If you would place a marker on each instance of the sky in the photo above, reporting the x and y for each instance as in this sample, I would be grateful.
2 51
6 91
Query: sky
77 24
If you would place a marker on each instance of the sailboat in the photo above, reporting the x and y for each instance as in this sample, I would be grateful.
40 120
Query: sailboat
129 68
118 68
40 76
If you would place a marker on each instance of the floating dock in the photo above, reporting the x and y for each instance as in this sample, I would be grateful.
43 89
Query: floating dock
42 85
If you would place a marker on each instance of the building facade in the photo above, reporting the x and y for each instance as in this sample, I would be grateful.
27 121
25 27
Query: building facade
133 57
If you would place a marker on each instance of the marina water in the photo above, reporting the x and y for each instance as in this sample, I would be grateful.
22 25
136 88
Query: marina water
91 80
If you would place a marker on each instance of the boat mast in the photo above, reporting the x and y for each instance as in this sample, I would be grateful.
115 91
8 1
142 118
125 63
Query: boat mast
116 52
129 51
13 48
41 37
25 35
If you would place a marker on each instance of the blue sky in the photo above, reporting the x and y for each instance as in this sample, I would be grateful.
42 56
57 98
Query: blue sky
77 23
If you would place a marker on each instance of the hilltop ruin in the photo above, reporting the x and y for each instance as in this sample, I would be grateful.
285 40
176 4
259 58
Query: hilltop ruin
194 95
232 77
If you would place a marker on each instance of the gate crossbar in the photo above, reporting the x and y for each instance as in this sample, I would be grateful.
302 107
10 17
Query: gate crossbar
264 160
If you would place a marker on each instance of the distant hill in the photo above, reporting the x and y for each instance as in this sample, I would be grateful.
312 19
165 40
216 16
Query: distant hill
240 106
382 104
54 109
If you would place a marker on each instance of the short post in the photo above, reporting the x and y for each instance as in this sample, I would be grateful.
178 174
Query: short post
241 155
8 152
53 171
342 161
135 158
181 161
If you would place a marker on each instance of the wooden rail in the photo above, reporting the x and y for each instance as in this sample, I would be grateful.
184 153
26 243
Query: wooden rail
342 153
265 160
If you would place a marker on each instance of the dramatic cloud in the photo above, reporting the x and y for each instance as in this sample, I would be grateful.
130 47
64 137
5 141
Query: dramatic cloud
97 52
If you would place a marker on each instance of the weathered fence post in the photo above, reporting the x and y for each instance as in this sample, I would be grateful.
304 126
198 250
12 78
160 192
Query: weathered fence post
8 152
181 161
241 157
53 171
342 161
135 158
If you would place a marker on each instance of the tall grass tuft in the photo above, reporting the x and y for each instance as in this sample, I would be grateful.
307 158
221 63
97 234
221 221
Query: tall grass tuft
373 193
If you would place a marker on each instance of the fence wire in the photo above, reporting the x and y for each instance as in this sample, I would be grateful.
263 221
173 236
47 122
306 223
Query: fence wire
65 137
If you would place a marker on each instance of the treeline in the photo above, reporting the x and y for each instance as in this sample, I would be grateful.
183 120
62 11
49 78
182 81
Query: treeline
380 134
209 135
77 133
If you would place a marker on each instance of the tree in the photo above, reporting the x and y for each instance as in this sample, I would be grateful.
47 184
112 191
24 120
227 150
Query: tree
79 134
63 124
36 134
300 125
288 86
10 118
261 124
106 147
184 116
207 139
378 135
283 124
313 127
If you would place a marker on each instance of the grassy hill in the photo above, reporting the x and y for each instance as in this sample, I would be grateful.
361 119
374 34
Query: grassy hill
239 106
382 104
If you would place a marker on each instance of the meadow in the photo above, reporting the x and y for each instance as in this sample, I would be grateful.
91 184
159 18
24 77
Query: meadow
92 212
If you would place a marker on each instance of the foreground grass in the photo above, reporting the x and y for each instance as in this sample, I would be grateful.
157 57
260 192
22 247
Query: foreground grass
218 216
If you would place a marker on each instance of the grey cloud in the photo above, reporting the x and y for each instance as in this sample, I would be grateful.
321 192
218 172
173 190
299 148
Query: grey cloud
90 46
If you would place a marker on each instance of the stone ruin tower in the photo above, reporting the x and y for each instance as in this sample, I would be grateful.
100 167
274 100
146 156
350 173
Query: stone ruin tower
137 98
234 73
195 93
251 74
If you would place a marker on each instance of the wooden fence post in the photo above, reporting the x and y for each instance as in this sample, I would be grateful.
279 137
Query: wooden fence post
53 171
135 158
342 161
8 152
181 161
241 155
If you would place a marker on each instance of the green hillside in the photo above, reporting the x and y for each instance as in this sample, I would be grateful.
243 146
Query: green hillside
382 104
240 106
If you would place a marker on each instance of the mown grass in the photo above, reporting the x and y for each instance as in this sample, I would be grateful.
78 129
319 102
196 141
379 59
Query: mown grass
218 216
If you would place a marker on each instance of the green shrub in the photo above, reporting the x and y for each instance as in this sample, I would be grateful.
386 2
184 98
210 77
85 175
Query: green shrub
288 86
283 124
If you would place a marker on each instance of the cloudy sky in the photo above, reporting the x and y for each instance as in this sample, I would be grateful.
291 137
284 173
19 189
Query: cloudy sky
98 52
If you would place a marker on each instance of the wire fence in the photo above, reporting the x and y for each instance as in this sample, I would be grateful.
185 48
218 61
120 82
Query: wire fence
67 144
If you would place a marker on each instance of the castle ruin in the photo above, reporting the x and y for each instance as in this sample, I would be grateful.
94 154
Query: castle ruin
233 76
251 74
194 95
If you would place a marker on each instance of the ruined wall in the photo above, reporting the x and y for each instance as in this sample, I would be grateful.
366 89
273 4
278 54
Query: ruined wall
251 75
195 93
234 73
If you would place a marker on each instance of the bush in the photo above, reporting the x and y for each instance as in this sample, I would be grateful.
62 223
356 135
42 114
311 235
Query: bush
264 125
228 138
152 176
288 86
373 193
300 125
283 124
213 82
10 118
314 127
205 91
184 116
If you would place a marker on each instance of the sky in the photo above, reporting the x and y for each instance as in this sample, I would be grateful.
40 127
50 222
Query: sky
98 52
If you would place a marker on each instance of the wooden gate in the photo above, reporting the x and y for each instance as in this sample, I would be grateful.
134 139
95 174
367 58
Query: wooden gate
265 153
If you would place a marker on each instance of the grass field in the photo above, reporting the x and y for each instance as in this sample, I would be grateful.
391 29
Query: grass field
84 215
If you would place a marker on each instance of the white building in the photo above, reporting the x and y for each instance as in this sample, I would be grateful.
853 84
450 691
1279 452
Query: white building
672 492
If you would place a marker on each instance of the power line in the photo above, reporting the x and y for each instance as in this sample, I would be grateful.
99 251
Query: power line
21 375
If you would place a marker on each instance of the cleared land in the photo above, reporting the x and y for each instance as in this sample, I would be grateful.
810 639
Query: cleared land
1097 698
_ _ _ _ _ _ _
* **Task requirements**
All of the entries above need to be output again exactly.

* **Solution to the exercise**
If you would place a marker on each instance of the sky in the photo above, reporting the x and y for each instance as in this sample, I would be grateful.
2 51
6 91
Query: sky
77 24
If you would place a marker on each instance of the sailboat in the photo above, reporting the x and y for each instance as in this sample, I would be grateful.
40 120
Query: sailboat
129 68
118 68
40 76
If you would place a marker on each instance of the floating dock in the photo above, reporting the x and y for each instance as in this sample, I would be grateful.
43 89
Query: floating dock
42 85
If you would place a marker on each instance of the building facade in the photo above, reporting the x and y for each instance as in this sample, I would be grateful.
27 121
25 27
Query: building facade
133 57
If you would place a marker on each instance of the marina water in the photo above, reporting the x and y for each instance as in this sample, I would be grateful.
22 25
136 88
Query: marina water
91 80
If you would place a marker on each instance of the boat mast in the photo above, reporting the x and y for each instance as in this sample, I would be grateful.
115 91
8 1
142 118
125 63
Query: boat mast
116 52
129 51
13 48
41 37
25 35
If you would place a marker on each instance of the blue sky in the photo above, reporting the x and y for each instance as in this sample, I would be grateful.
42 56
57 98
Query: blue sky
77 23
If you would place a marker on each instance of the hilltop ruin in the photo above, reporting the x and y for each instance as in this sample, I would be grateful.
285 40
176 4
259 58
Query: hilltop ruin
194 95
232 77
If you would place a marker on each instance of the gate crossbar in the photo above, reporting the x and y for each instance as in this sample, I would be grateful.
302 107
10 17
Query: gate crossbar
264 160
If you would place a marker on each instance of the distant hill in the photo above, reporting the x and y for each instance as in this sample, I would be grateful.
312 19
165 40
216 16
Query: distant hill
240 106
382 104
54 109
If you would place a marker on each instance of the short post in the photo above, reporting the x and y for each instance as in this sample, I would be grateful.
178 174
Query: short post
241 155
8 152
53 171
342 161
135 158
181 161
If you would place a marker on each instance of the wooden rail in the photo above, reporting the x and y for each instance as in this sample, I would be grateful.
184 153
26 243
Query: wooden rail
342 153
265 160
If you would place a marker on each instance of the dramatic cloud in the photo above, reporting the x and y for each instance as in this sample, I would be grateful.
130 47
64 137
5 141
Query: dramatic cloud
97 52
If you would place a marker on each instance of the weathered fence post in the photo above, reporting the x and y for each instance as in this sample, I would be grateful.
304 126
198 250
12 78
160 192
Query: weathered fence post
8 152
181 161
241 157
53 171
342 161
135 158
If you would place a marker on each instance of the tall grass tuft in the photo above, reporting the x and y for each instance as in this sample, I would be grateful.
307 158
221 63
97 234
221 221
Query: tall grass tuft
373 193
If you would place a marker on each instance of the fence wire in the photo above, reporting the x and y for each instance as in this sample, I would be grateful.
263 221
173 236
47 122
306 223
Query: fence wire
65 137
If you would place a marker on each instance of the treeline in the photo above, reporting the x and y for each instance as in this sample, I would be grateful.
183 120
62 11
49 78
182 81
Query: treeline
380 134
209 135
77 133
If you would place a marker on each instance of the tree in the photo above, reporting the x and y for each instance as in this sample, I would be grateful.
47 184
112 191
24 120
227 150
Query: tree
79 134
63 124
36 134
300 125
288 86
10 118
261 124
106 147
184 116
207 139
378 135
283 124
313 127
If you would place a marker on each instance of the grassy hill in the photo above, reporting the x and y for each instance as in this sample, I would be grateful.
361 119
374 34
Query: grassy hill
239 106
382 104
If you would place a marker on each instance of the meadow in the photo above, reporting the x and y for each instance as in this sample, I would be grateful.
91 184
159 18
24 77
Query: meadow
92 212
If you would place a marker on each instance of the foreground grass in the photo above, reporting the x and y for each instance as in this sample, I would be grateful.
157 57
260 192
22 247
Query: foreground grass
218 216
If you would place a marker on each instance of the grey cloud in the photo above, reporting the x and y for each instance as in this sample, I would be grateful.
321 192
218 172
173 190
299 148
Query: grey cloud
90 46
If you would place a marker on each instance of the stone ruin tower in the photo above, reporting the x and y for each instance as in this sample, I would be grateful.
100 167
274 100
146 156
350 173
Query: stone ruin tower
137 98
234 73
195 93
251 74
If you would place a marker on each instance of the wooden fence post in the photo above, reporting the x and y for each instance as in this sample, I would be grateful.
279 137
Query: wooden fence post
53 171
135 158
342 161
8 152
181 161
241 155
If you would place a marker on each instance of the green hillside in the photo above, reporting the x and y for each instance as in this sample, I would be grateful.
243 146
Query: green hillside
382 104
240 106
If you would place a marker on each instance of the mown grass in the photo above, reporting the x and y for each instance as in this sample, I would be grateful.
78 129
319 102
196 141
379 59
Query: mown grass
218 216
If you would place a marker on each instance of the green shrub in the photo above, reporting the x and y for each instance as in this sample, I would be grateful.
386 2
184 98
210 77
85 175
Query: green shrub
288 86
283 124
If you would place a marker on each instance of the cloudy sky in the photo above, reporting the x and y for each instance as in this sample, I would be grateful.
291 137
284 173
19 189
Query: cloudy sky
98 52
If you would place a marker on each instance of the wire fence in the photo above, reporting the x and y for each instance as in this sample, I would be grateful.
185 48
218 61
120 82
Query: wire fence
67 144
If you would place a marker on each instance of the castle ruin in the photo above, reporting the x and y for each instance as in this sample, I would be grateful.
94 154
Query: castle ruin
233 76
251 74
194 95
If you would place a marker on each instance of the ruined wall in the photo above, reporting the x and y for each instance as in this sample, I would be grateful.
366 89
273 4
278 54
Query: ruined wall
251 75
195 93
234 73
If you would place a marker on each instance of the bush in the photo above, reporting the x and y for each instance as in this sample, I would be grateful.
62 223
356 135
42 114
311 235
Query: bush
264 125
228 138
152 176
288 86
373 193
300 125
283 124
213 82
10 118
314 127
205 91
184 116
If you would place a marker on each instance of the sky in the photo above, reporting the x and y for each instance as in this sample, I would be grateful.
40 127
50 222
Query: sky
98 52
If you would place a marker on each instance of the wooden gate in the photo above, reporting the x and y for each instance as in this sample, I would be grateful.
134 139
95 174
367 58
Query: wooden gate
265 153
If you would place a marker on each instance of the grass field in the photo above, reporting the x and y for each instance as in this sample, I would be grateful.
391 29
Query: grass field
84 215
If you would place a marker on each instance of the white building in the photo above, reporting the x and y for each instance as in this sample, I would be grateful.
853 84
450 691
1279 452
Query: white building
672 492
If you would place a marker on each instance of the power line in the photo above, reporting the x and y for each instance as in this sample, I would be grateful.
99 251
Query: power line
21 375
If you would place a marker on each instance of the cleared land in the photo above, reporting the x and y for each instance as in this sample, I would be grateful.
810 639
Query: cleared land
1097 698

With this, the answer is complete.